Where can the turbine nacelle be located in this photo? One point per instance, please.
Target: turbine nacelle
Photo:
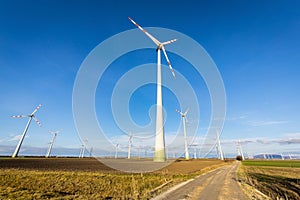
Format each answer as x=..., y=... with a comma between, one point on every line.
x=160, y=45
--
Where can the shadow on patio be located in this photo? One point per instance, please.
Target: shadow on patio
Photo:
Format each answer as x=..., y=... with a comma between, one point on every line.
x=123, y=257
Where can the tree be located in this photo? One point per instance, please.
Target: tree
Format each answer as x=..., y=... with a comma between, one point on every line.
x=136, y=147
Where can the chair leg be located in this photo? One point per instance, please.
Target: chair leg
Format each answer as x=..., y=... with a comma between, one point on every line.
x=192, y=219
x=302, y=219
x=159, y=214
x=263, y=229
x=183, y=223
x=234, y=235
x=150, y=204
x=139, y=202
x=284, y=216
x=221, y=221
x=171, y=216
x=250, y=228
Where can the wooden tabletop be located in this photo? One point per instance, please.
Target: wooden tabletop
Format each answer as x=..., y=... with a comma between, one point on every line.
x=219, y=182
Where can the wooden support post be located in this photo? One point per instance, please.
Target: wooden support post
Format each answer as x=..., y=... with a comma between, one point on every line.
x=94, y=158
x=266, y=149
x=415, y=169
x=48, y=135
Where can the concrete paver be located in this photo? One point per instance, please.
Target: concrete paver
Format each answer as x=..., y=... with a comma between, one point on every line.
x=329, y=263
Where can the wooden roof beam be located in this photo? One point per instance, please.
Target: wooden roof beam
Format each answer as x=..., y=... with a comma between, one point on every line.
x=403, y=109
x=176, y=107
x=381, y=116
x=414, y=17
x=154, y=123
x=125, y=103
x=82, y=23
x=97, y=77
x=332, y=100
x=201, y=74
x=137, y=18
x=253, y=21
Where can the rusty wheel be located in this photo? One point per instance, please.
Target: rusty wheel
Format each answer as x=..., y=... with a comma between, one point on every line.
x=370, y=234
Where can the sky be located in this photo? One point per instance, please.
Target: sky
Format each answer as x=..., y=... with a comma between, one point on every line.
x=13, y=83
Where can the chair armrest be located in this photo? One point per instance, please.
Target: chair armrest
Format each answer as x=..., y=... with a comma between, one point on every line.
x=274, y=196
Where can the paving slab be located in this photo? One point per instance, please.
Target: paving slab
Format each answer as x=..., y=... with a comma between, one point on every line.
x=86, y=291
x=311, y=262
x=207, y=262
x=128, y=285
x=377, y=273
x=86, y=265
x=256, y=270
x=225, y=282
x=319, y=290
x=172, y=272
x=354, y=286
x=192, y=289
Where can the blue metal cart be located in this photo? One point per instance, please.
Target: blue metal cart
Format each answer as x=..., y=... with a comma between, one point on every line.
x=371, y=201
--
## PROBLEM REQUIREMENTS
Only the lines above from the one with "Where can the wooden support" up to and including the one with "Target: concrete paver" should be repeated, exactly as written.

## WRITTEN ANSWER
Where can the wooden support post be located in this photo? One point per instance, please.
Target: wooden support post
Format each answer as x=..., y=... with a comma between, one point on every line.
x=94, y=158
x=266, y=149
x=415, y=169
x=48, y=135
Where can the concrete paver be located in this photo? One point per instance, please.
Target: concrete paver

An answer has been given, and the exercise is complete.